WHAT YOU HAVE TO DO. Decide whether each statement agrees with the passage about New Orleans below, answering yes or no and quoting the deciding words: (a) The new approaches aim only to repair the damage and restore the city as it was. (b) More than 80 percent of the school system has been chartered. (c) The state tax-credit program used to lure Hollywood studios was launched after Katrina.

Sci is one of the many places in New Orleans where officials are trying surprising new things—approaches that, before Hurricane Katrina struck in 2005, would have been impossible. These tactics aren’t designed merely to repair the damage and restore the city that was but to improve on it. A crisis, New Orleanians seem to have collectively decided, is a terrible thing to waste. From education to tech to film, residents have turned their hometown into a laboratory for civic experimentation. They’re luring Hollywood studios by teaching themselves showbiz tricks, advancing a state tax-credit program launched before Katrina. They’re running new data-driven nonprofits. And they’ve chartered more than 80 percent of the school system. New Orleans has used the recovery effort to confront many of its longtime political, economic, and social pathologies—the problems that perennially perched it atop those worst-in-the-country lists.

DATASET CONTENT.
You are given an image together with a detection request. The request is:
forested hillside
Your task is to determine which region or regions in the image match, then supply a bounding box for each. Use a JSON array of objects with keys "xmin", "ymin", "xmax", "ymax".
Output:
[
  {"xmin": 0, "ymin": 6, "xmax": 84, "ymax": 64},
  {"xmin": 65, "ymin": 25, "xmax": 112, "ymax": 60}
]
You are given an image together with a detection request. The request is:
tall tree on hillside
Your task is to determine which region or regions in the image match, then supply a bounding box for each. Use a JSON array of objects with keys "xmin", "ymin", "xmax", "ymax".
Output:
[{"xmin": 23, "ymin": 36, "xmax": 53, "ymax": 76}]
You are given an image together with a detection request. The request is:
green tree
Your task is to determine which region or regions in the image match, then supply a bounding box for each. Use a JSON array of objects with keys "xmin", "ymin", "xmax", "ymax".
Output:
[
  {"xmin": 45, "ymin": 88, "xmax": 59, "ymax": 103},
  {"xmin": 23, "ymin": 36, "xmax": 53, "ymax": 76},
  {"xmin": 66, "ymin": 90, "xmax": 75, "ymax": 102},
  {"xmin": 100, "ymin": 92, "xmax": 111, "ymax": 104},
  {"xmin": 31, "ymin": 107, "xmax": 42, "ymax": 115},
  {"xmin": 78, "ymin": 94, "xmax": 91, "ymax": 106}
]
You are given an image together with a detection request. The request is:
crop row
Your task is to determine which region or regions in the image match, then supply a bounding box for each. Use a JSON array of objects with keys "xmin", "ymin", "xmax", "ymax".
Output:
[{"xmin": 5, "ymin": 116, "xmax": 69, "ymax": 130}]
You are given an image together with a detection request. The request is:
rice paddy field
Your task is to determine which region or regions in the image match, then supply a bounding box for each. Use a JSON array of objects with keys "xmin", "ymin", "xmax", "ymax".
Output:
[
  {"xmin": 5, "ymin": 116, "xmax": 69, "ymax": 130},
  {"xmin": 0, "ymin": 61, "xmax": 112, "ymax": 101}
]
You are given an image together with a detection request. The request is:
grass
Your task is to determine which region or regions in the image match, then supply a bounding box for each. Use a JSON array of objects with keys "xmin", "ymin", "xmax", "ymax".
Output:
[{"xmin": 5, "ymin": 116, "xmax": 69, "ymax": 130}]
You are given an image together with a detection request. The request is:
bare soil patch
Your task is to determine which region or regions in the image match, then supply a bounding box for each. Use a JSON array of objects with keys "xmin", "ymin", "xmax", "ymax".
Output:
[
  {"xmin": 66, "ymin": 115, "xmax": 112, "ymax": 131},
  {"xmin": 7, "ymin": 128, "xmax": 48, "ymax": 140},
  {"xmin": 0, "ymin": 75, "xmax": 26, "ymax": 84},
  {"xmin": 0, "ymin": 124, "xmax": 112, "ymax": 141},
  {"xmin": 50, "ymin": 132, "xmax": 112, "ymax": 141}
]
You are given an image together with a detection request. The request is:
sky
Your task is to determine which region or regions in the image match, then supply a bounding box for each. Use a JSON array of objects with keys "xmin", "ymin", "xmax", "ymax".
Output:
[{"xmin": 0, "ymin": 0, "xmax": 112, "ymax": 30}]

FINISHED TASK.
(a) No: "These tactics aren’t designed merely to repair the damage and restore the city that was but to improve on it."
(b) Yes: "they’ve chartered more than 80 percent of the school system."
(c) No: "a state tax-credit program launched before Katrina."